## [Enunciado escrito 1]
Edite o excerto sobre o mercado de trabalho e reescreva-o desde "E sobre o mercado" até "apresentadas em 2012!", inclusive, trocando "produtividade" por "eficiência".
## [Enunciado escrito 2]
Indique se cada afirmação concorda com o excerto sobre o mercado de trabalho, respondendo sim ou não e citando as palavras do excerto que o decidem: (a) As medidas seriam discutidas com os parceiros sociais. (b) Os custos do trabalho deveriam evoluir com a inflação. (c) Um dos objetivos é reduzir o desemprego de forma estrutural.

=== Excerto da fonte ===

É de gargalhada se não fosse trágico!

E sobre o mercado de trabalho?

"Assim, as medidas visam atingir os seguintes objectivos, a discutir com os parceiros sociais num “Pacto para uma Nova Competitividade”:
• Modernizar o mercado de trabalho e as relações laborais, permitindo uma maior criação de emprego e uma redução estrutural do desemprego;
• Dotar as empresas de instrumentos de resposta a situações de crise e condições para o aumento da produtividade e competitividade;
• Assegurar que a política normal de rendimentos deve respeitar o princípio geral de que, a nível global da economia, os custos do trabalho deverão evoluir com a produtividade geral da economia."

Só alguém muito mal intencionado omitiria todas as ideias que já se preparavam e que foram, apresentadas em 2012!

=== Dados registados ===

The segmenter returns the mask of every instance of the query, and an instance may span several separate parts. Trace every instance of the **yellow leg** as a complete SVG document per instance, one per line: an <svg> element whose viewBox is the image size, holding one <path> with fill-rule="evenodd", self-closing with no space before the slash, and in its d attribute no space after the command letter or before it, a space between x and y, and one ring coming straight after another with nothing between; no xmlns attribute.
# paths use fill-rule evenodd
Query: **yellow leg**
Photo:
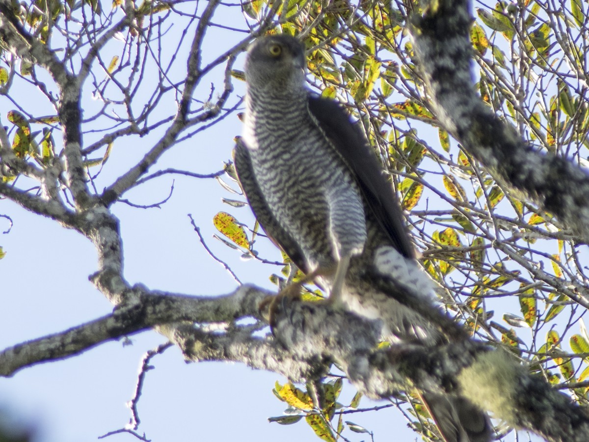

===

## [Resposta correta 1]
E sobre o mercado de trabalho?

"Assim, as medidas visam atingir os seguintes objectivos, a discutir com os parceiros sociais num “Pacto para uma Nova Competitividade”:
• Modernizar o mercado de trabalho e as relações laborais, permitindo uma maior criação de emprego e uma redução estrutural do desemprego;
• Dotar as empresas de instrumentos de resposta a situações de crise e condições para o aumento da eficiência e competitividade;
• Assegurar que a política normal de rendimentos deve respeitar o princípio geral de que, a nível global da economia, os custos do trabalho deverão evoluir com a eficiência geral da economia."

Só alguém muito mal intencionado omitiria todas as ideias que já se preparavam e que foram, apresentadas em 2012!

## [Resposta correta 2]
(a) Sim: "a discutir com os parceiros sociais".
(b) Não: "os custos do trabalho deverão evoluir com a produtividade geral da economia".
(c) Sim: "uma redução estrutural do desemprego".